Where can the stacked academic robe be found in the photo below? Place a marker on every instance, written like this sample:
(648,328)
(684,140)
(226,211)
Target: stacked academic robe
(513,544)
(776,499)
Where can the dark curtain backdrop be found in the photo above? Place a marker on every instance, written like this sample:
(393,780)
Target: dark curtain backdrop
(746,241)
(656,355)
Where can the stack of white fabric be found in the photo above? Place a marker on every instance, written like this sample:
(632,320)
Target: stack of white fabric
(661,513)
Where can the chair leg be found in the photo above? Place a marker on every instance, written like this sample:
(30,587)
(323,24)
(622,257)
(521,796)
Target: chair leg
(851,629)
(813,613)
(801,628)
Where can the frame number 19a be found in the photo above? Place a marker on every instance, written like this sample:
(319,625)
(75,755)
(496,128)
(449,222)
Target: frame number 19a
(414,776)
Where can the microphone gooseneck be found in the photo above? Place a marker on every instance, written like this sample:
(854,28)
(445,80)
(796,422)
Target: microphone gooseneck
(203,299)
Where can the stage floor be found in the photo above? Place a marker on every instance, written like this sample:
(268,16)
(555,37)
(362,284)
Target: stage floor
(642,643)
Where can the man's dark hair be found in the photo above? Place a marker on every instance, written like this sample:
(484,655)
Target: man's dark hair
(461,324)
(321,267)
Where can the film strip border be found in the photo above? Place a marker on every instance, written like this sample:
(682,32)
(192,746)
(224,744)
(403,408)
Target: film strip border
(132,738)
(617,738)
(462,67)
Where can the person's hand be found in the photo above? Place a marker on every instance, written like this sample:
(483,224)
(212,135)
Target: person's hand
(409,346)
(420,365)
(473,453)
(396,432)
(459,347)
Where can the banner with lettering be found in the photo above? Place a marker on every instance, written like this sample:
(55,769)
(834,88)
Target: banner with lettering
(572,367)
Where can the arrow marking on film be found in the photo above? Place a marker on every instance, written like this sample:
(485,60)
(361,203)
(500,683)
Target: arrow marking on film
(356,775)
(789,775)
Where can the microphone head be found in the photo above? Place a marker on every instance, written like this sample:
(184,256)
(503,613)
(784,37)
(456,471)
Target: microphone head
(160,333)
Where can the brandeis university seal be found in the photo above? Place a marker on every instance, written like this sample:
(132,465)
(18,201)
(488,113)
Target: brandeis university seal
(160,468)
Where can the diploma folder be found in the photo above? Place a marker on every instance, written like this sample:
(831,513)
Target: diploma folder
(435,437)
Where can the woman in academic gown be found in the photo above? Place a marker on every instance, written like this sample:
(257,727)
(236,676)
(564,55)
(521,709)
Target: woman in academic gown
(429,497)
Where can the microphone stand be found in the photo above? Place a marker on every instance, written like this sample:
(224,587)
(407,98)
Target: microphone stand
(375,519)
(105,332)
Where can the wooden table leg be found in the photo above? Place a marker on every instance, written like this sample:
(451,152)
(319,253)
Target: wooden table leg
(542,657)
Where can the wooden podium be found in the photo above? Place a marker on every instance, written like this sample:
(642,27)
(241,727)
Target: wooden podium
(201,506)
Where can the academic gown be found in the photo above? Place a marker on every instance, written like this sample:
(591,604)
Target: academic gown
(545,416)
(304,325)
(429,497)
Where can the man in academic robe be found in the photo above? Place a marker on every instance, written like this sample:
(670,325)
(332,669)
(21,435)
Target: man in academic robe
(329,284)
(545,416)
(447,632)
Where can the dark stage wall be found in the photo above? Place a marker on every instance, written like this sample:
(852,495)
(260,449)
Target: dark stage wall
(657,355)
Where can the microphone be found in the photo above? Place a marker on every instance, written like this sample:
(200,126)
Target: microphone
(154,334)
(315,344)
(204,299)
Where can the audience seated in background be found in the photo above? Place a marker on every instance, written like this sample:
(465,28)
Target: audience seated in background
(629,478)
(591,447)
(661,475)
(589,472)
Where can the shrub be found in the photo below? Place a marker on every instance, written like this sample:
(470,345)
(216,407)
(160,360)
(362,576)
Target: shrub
# # # # #
**CHALLENGE**
Put every line of the records above into a JSON list of strings, one string per line, leaving out blank lines.

**THE REPLY**
[
  "Where can the stacked academic robe be found in the photo below? Place a marker on every instance, written like this sample:",
  "(648,328)",
  "(684,140)",
  "(226,211)",
  "Target: stacked academic robe",
  "(513,544)",
  "(776,499)",
  "Where can the dark curtain backdrop be found in the photo above? Place a marker on every instance, written like this sample:",
  "(393,780)",
  "Target: dark curtain backdrop",
  "(746,241)",
  "(656,355)",
  "Where can the stack of white fabric be found in the photo above? Place a marker on every instance, written like this sample:",
  "(632,320)",
  "Target: stack of white fabric",
  "(661,513)",
  "Where can the chair leg be found in the photo above? Place a marker on every instance, written like this sample:",
  "(30,587)",
  "(323,24)",
  "(622,257)",
  "(521,796)",
  "Target: chair leg",
  "(851,629)",
  "(813,613)",
  "(801,628)",
  "Where can the frame number 19a be found in the photo above? Place a marker on every instance, written like this sample:",
  "(319,625)",
  "(75,755)",
  "(496,128)",
  "(449,222)",
  "Target: frame number 19a",
  "(414,776)",
  "Where can the microphone gooseneck be found in the photo above? Place a marker on every instance, written like this sample:",
  "(854,28)",
  "(445,80)",
  "(796,422)",
  "Target: microphone gooseneck",
  "(203,299)",
  "Where can the stage floor be found in the photo above? Place a marker on every instance, written like this sample:",
  "(268,16)",
  "(555,37)",
  "(362,284)",
  "Target: stage floor",
  "(642,643)",
  "Where can the man's dark hair be found in the photo above? Place a marker on every instance, written like this sample:",
  "(484,655)",
  "Target: man's dark hair",
  "(461,324)",
  "(321,267)",
  "Where can the film strip border be found in the photo above? Place a marker on every instance, written like this sample:",
  "(682,32)",
  "(192,746)",
  "(224,744)",
  "(403,408)",
  "Target: film strip border",
  "(132,738)",
  "(617,738)",
  "(462,67)",
  "Where can the person's hand be found in the photo above? Place a marker on every instance, written like this sample:",
  "(483,224)",
  "(212,135)",
  "Target: person's hand",
  "(409,346)",
  "(420,365)",
  "(473,453)",
  "(396,432)",
  "(459,347)",
  "Where can the banner with lettering be found in the photo above? Place a marker on every instance, written like this sample:",
  "(55,769)",
  "(834,88)",
  "Target: banner with lettering",
  "(572,367)",
  "Where can the arrow marking on film be found in the photo above? Place a marker on every instance, written like this sample:",
  "(485,60)",
  "(361,203)",
  "(500,683)",
  "Target: arrow marking on film",
  "(356,775)",
  "(789,775)",
  "Where can the microphone head be found in the photo above? Place a marker on every instance, written like this sample:",
  "(184,256)",
  "(503,613)",
  "(784,37)",
  "(456,471)",
  "Target: microphone head",
  "(160,333)",
  "Where can the brandeis university seal be found in the photo above? Place a marker on every instance, written like this sample:",
  "(132,465)",
  "(18,201)",
  "(488,113)",
  "Target: brandeis university seal",
  "(160,468)",
  "Where can the diploma folder be found in the photo above? Place a marker on every instance, written like this sample:",
  "(831,513)",
  "Target: diploma folder",
  "(435,437)",
  "Where can the woman in academic gown be found in the photo above? Place a marker on every instance, written like this sample:",
  "(257,727)",
  "(236,676)",
  "(564,55)",
  "(521,709)",
  "Target: woman in academic gown",
  "(429,497)",
  "Where can the microphone stand be found in the photo above? Place a marker on every instance, written like this sample:",
  "(224,587)",
  "(407,98)",
  "Target: microphone stand",
  "(375,519)",
  "(105,332)",
  "Where can the wooden table leg be found in the photo above? Place a marker on every instance, written like this sample:",
  "(451,152)",
  "(319,253)",
  "Target: wooden table leg",
  "(542,657)",
  "Where can the wooden podium be found in the photo above? Place a marker on every instance, written like this sample:",
  "(642,27)",
  "(241,727)",
  "Target: wooden podium",
  "(201,506)",
  "Where can the academic gown be found in the photo above? Place a marker on every instance, written like this sample:",
  "(591,604)",
  "Target: academic gown",
  "(545,416)",
  "(304,325)",
  "(429,497)",
  "Where can the man in academic robe be found in the photo above? Place a marker on every instance, written like this sample:",
  "(670,325)",
  "(332,669)",
  "(21,435)",
  "Target: man in academic robe",
  "(329,284)",
  "(545,416)",
  "(447,632)",
  "Where can the dark stage wall be found in the photo above? Place a marker on every instance, written like this sample:",
  "(852,495)",
  "(260,449)",
  "Target: dark stage wall",
  "(657,355)",
  "Where can the microphone be found in the photo above? Place a marker on every instance, written like this sample:",
  "(200,126)",
  "Target: microphone",
  "(154,334)",
  "(315,344)",
  "(204,299)",
  "Where can the audience seated in background be found in the photo above? Place a marker on every instance, written like this sample:",
  "(465,28)",
  "Target: audience seated in background",
  "(629,478)",
  "(591,447)",
  "(661,475)",
  "(589,472)",
  "Where can the shrub be found in the photo below? Place a marker on every instance, written like this sample:",
  "(470,345)",
  "(216,407)",
  "(160,360)",
  "(362,576)",
  "Target: shrub"
]